**Text provided:**
# Best flatlands for old Wham-o?



## Ozman (Oct 19, 2020)

Which flatlands are best replacement for my old wooden Wham-o?


----------



## Ibojoe (Mar 13, 2016)

I’d put Flatband’s gum rubber on it. It’s a traditional frame so I’d keep it that way. Just me.


----------



## Ozman (Oct 19, 2020)

Thnx for reply. Tried locating “Flatband’s” site, but no luck. Do you know address?


----------



## Ozman (Oct 19, 2020)

Is there actually a site called “Flatbands”? I saw a reference to his site in a message on this site from 2010.


----------



## Island made (Aug 14, 2019)

I agree that gum rubber would be perfect, but alliance sterlings #107’s would also make great looking bands on that frame. With the right ammo they can also put out some respectable power.


----------



## KawKan (May 11, 2013)

You can IM @Flatband here on the forum.

Or find him on Ebay. https://www.ebay.com/itm/Flatbands-3-Pure-Gum-Rubber-Slingshot-Catapult-Bands/164456691259?hash=item264a61f63b:g:RNQAAOxyA7tSZH2m


----------



## Ozman (Oct 19, 2020)

Thnx for the info.


----------

**Direction A:**
Return, word for word, the part of the slingshot band thread that opens with the words containing "Which flatlands are" and closes with "way. Just me.".
**Direction B:**
For each statement below, state whether the slingshot band thread agrees with it, answering yes or no and quoting the deciding words exactly. (i) Ibojoe suggests putting Flatband’s gum rubber on the frame. (ii) Island made disagrees that gum rubber would suit the frame. (iii) KawKan says Flatband can also be found on Ebay.

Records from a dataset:
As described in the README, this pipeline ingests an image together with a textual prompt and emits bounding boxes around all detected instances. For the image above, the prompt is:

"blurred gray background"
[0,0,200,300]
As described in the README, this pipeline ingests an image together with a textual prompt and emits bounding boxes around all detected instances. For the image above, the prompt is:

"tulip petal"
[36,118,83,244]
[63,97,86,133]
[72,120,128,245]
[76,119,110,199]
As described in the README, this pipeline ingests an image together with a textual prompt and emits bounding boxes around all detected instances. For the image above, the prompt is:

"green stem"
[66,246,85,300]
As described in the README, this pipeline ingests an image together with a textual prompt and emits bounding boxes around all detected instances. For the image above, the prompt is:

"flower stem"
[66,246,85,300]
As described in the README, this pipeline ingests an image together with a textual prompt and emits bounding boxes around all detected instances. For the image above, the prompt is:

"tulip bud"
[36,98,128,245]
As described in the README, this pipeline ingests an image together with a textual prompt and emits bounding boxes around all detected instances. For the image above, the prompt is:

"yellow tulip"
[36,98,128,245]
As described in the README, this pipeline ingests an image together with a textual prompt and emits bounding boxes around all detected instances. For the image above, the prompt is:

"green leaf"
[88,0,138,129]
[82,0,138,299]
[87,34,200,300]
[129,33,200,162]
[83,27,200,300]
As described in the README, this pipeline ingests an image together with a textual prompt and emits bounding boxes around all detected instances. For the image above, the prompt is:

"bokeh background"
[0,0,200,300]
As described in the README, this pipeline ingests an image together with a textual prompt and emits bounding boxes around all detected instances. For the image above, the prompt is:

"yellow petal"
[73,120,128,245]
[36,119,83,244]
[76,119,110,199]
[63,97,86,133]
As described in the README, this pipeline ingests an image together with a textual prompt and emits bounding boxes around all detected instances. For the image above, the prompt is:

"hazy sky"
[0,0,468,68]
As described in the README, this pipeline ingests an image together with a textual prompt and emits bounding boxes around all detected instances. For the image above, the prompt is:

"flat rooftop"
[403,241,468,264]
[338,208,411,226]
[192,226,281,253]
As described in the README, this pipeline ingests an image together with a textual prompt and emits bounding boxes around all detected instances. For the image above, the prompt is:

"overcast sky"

**Exercise solution A:**
Which flatlands are best replacement for my old wooden Wham-o?


----------



## Ibojoe (Mar 13, 2016)

I’d put Flatband’s gum rubber on it. It’s a traditional frame so I’d keep it that way. Just me.

**Exercise solution B:**
(i) Yes: "I’d put Flatband’s gum rubber on it."
(ii) No: "I agree that gum rubber would be perfect"
(iii) Yes: "Or find him on Ebay."